* _Problem description_: How many lines of the listing below contain the string "query", with case counting? Reply with the number only.

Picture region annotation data
▶
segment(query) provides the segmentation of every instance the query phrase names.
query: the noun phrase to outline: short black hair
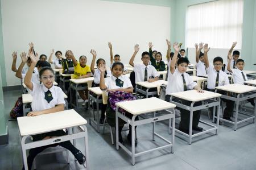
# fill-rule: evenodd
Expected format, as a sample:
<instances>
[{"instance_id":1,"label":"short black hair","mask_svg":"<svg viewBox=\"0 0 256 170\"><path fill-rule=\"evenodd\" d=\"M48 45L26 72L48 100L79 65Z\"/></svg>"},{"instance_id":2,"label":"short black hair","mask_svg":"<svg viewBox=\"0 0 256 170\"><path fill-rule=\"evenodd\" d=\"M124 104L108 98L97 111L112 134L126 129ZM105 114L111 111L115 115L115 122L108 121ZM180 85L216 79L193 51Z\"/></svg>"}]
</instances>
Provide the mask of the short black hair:
<instances>
[{"instance_id":1,"label":"short black hair","mask_svg":"<svg viewBox=\"0 0 256 170\"><path fill-rule=\"evenodd\" d=\"M184 51L184 52L185 52L185 49L180 49L180 52L181 52L182 51Z\"/></svg>"},{"instance_id":2,"label":"short black hair","mask_svg":"<svg viewBox=\"0 0 256 170\"><path fill-rule=\"evenodd\" d=\"M113 64L112 68L113 69L115 66L118 65L120 65L122 67L122 68L123 69L123 64L121 63L121 62L115 62Z\"/></svg>"},{"instance_id":3,"label":"short black hair","mask_svg":"<svg viewBox=\"0 0 256 170\"><path fill-rule=\"evenodd\" d=\"M237 64L239 62L243 62L243 63L245 63L245 61L243 61L243 59L239 59L237 60L237 61L236 61L236 64Z\"/></svg>"},{"instance_id":4,"label":"short black hair","mask_svg":"<svg viewBox=\"0 0 256 170\"><path fill-rule=\"evenodd\" d=\"M41 77L42 74L43 74L44 71L47 70L51 71L54 74L54 71L51 67L44 67L39 71L39 77Z\"/></svg>"},{"instance_id":5,"label":"short black hair","mask_svg":"<svg viewBox=\"0 0 256 170\"><path fill-rule=\"evenodd\" d=\"M39 61L38 67L51 67L51 64L47 61Z\"/></svg>"},{"instance_id":6,"label":"short black hair","mask_svg":"<svg viewBox=\"0 0 256 170\"><path fill-rule=\"evenodd\" d=\"M237 50L235 50L233 52L233 55L240 55L240 52L239 51L238 51Z\"/></svg>"},{"instance_id":7,"label":"short black hair","mask_svg":"<svg viewBox=\"0 0 256 170\"><path fill-rule=\"evenodd\" d=\"M60 54L61 55L61 56L62 56L62 52L61 52L60 51L57 51L55 52L55 56L57 55L57 53L60 53Z\"/></svg>"},{"instance_id":8,"label":"short black hair","mask_svg":"<svg viewBox=\"0 0 256 170\"><path fill-rule=\"evenodd\" d=\"M40 55L40 57L39 57L39 60L41 60L41 58L43 57L43 56L46 57L46 59L47 59L47 56L46 55Z\"/></svg>"},{"instance_id":9,"label":"short black hair","mask_svg":"<svg viewBox=\"0 0 256 170\"><path fill-rule=\"evenodd\" d=\"M187 59L187 58L181 57L178 59L178 60L177 61L177 65L179 65L180 64L184 63L187 63L187 64L188 65L188 64L189 63L189 61L188 61L188 59Z\"/></svg>"},{"instance_id":10,"label":"short black hair","mask_svg":"<svg viewBox=\"0 0 256 170\"><path fill-rule=\"evenodd\" d=\"M214 63L216 61L220 61L220 62L221 62L222 64L223 64L223 59L221 57L219 57L219 56L216 57L213 59L213 64L214 64Z\"/></svg>"},{"instance_id":11,"label":"short black hair","mask_svg":"<svg viewBox=\"0 0 256 170\"><path fill-rule=\"evenodd\" d=\"M149 52L147 51L144 51L141 54L141 57L142 58L144 55L148 55L149 56Z\"/></svg>"}]
</instances>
◀
* _Exercise output_: 2